* _EXERCISE_
Please count the lines in the items below that contain the word "salt". Give only the number.

[Detection annotation records]
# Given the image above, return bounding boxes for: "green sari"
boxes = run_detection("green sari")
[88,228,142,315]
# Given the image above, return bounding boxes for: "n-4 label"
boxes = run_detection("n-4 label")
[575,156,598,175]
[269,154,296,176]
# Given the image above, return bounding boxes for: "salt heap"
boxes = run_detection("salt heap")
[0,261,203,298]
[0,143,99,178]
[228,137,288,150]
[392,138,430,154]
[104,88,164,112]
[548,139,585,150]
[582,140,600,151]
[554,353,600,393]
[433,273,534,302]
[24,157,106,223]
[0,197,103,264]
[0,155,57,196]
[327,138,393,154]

* _FINISHED EXERCISE_
2